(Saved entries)
*** Begin section ***

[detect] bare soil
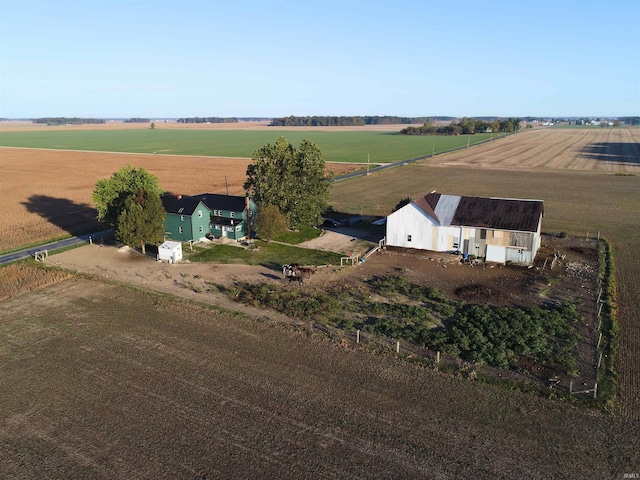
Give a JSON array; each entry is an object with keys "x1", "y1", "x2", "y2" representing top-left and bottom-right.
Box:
[
  {"x1": 1, "y1": 274, "x2": 638, "y2": 479},
  {"x1": 431, "y1": 127, "x2": 640, "y2": 174}
]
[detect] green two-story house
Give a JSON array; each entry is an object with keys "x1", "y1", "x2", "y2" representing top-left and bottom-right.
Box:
[
  {"x1": 162, "y1": 193, "x2": 257, "y2": 242},
  {"x1": 161, "y1": 195, "x2": 211, "y2": 242}
]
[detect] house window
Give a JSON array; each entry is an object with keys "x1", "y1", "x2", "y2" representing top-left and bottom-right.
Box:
[
  {"x1": 180, "y1": 215, "x2": 184, "y2": 221},
  {"x1": 179, "y1": 227, "x2": 183, "y2": 234},
  {"x1": 407, "y1": 235, "x2": 412, "y2": 242},
  {"x1": 230, "y1": 212, "x2": 234, "y2": 218},
  {"x1": 480, "y1": 229, "x2": 487, "y2": 240},
  {"x1": 198, "y1": 210, "x2": 203, "y2": 218},
  {"x1": 453, "y1": 237, "x2": 460, "y2": 249},
  {"x1": 199, "y1": 226, "x2": 204, "y2": 233}
]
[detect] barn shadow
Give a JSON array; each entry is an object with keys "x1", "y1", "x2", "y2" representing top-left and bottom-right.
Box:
[
  {"x1": 579, "y1": 142, "x2": 640, "y2": 166},
  {"x1": 21, "y1": 195, "x2": 101, "y2": 237}
]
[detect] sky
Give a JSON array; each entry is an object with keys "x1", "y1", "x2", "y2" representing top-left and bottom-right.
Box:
[{"x1": 1, "y1": 0, "x2": 638, "y2": 118}]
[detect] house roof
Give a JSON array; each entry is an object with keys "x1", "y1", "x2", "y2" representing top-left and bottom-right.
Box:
[
  {"x1": 161, "y1": 194, "x2": 204, "y2": 216},
  {"x1": 191, "y1": 193, "x2": 249, "y2": 212},
  {"x1": 414, "y1": 191, "x2": 544, "y2": 232}
]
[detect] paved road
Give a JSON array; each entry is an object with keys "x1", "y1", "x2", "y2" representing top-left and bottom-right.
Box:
[{"x1": 0, "y1": 230, "x2": 113, "y2": 265}]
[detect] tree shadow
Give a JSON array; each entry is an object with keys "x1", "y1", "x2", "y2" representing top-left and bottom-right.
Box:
[
  {"x1": 579, "y1": 142, "x2": 640, "y2": 166},
  {"x1": 21, "y1": 195, "x2": 101, "y2": 237}
]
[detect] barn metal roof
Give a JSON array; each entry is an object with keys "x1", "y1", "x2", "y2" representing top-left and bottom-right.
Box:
[{"x1": 414, "y1": 191, "x2": 544, "y2": 232}]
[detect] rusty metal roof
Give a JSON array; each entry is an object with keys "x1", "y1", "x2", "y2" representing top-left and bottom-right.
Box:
[{"x1": 414, "y1": 192, "x2": 544, "y2": 232}]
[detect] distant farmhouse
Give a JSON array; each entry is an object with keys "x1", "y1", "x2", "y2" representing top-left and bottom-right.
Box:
[
  {"x1": 162, "y1": 193, "x2": 257, "y2": 242},
  {"x1": 386, "y1": 191, "x2": 544, "y2": 265}
]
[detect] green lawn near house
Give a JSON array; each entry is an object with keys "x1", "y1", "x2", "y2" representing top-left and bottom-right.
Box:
[{"x1": 187, "y1": 241, "x2": 343, "y2": 266}]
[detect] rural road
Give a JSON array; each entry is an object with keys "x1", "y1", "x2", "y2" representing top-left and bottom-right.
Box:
[
  {"x1": 0, "y1": 229, "x2": 113, "y2": 265},
  {"x1": 331, "y1": 133, "x2": 510, "y2": 182}
]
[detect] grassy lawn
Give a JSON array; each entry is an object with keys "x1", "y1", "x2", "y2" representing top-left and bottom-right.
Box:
[
  {"x1": 0, "y1": 129, "x2": 498, "y2": 163},
  {"x1": 187, "y1": 241, "x2": 342, "y2": 267},
  {"x1": 270, "y1": 226, "x2": 322, "y2": 244}
]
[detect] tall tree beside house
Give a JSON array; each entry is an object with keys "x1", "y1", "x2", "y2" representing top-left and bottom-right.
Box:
[
  {"x1": 93, "y1": 165, "x2": 163, "y2": 227},
  {"x1": 115, "y1": 190, "x2": 166, "y2": 254},
  {"x1": 93, "y1": 166, "x2": 165, "y2": 253},
  {"x1": 244, "y1": 137, "x2": 330, "y2": 229}
]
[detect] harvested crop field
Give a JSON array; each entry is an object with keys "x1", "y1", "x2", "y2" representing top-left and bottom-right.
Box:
[
  {"x1": 432, "y1": 127, "x2": 640, "y2": 173},
  {"x1": 1, "y1": 277, "x2": 638, "y2": 479},
  {"x1": 0, "y1": 147, "x2": 359, "y2": 251}
]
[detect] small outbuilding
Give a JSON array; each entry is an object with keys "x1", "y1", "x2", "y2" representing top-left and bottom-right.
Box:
[{"x1": 157, "y1": 240, "x2": 183, "y2": 264}]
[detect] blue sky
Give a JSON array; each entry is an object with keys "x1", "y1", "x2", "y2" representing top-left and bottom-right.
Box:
[{"x1": 1, "y1": 0, "x2": 638, "y2": 118}]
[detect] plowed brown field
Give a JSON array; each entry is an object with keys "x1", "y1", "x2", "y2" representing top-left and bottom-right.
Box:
[
  {"x1": 433, "y1": 127, "x2": 640, "y2": 173},
  {"x1": 0, "y1": 147, "x2": 358, "y2": 251},
  {"x1": 1, "y1": 278, "x2": 638, "y2": 478}
]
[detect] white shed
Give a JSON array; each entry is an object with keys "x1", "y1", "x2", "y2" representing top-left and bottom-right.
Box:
[{"x1": 158, "y1": 241, "x2": 183, "y2": 263}]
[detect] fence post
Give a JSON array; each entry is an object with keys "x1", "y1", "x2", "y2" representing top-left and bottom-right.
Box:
[
  {"x1": 356, "y1": 330, "x2": 360, "y2": 344},
  {"x1": 569, "y1": 380, "x2": 573, "y2": 394},
  {"x1": 396, "y1": 341, "x2": 400, "y2": 353},
  {"x1": 593, "y1": 383, "x2": 598, "y2": 399},
  {"x1": 436, "y1": 351, "x2": 441, "y2": 364}
]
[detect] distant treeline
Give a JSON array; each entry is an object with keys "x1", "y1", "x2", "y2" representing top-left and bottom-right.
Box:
[
  {"x1": 400, "y1": 117, "x2": 521, "y2": 135},
  {"x1": 177, "y1": 117, "x2": 238, "y2": 124},
  {"x1": 124, "y1": 118, "x2": 150, "y2": 123},
  {"x1": 269, "y1": 116, "x2": 455, "y2": 127},
  {"x1": 620, "y1": 117, "x2": 640, "y2": 125},
  {"x1": 33, "y1": 117, "x2": 106, "y2": 125}
]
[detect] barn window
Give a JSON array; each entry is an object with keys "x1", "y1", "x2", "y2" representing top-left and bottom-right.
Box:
[
  {"x1": 453, "y1": 237, "x2": 459, "y2": 249},
  {"x1": 230, "y1": 212, "x2": 235, "y2": 218},
  {"x1": 407, "y1": 235, "x2": 412, "y2": 242},
  {"x1": 198, "y1": 210, "x2": 203, "y2": 218},
  {"x1": 180, "y1": 215, "x2": 184, "y2": 221},
  {"x1": 199, "y1": 226, "x2": 204, "y2": 233},
  {"x1": 179, "y1": 227, "x2": 183, "y2": 234}
]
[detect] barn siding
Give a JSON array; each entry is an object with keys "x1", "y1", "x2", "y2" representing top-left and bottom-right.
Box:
[{"x1": 386, "y1": 201, "x2": 543, "y2": 265}]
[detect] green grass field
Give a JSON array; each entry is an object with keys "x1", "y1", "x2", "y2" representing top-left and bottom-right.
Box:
[{"x1": 0, "y1": 129, "x2": 497, "y2": 163}]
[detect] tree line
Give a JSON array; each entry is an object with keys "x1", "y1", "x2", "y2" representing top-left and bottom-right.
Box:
[
  {"x1": 124, "y1": 118, "x2": 150, "y2": 123},
  {"x1": 33, "y1": 117, "x2": 106, "y2": 125},
  {"x1": 399, "y1": 117, "x2": 521, "y2": 135},
  {"x1": 269, "y1": 116, "x2": 450, "y2": 127},
  {"x1": 176, "y1": 117, "x2": 238, "y2": 124}
]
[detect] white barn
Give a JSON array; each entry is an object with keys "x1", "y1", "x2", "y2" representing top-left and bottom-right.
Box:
[{"x1": 386, "y1": 191, "x2": 544, "y2": 265}]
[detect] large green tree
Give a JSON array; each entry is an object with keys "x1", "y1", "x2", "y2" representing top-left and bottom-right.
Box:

*** End section ***

◆ Requirement
If a line above includes the string "road", pick it out.

◆ Solution to this task
[detect] paved road
[detect] rural road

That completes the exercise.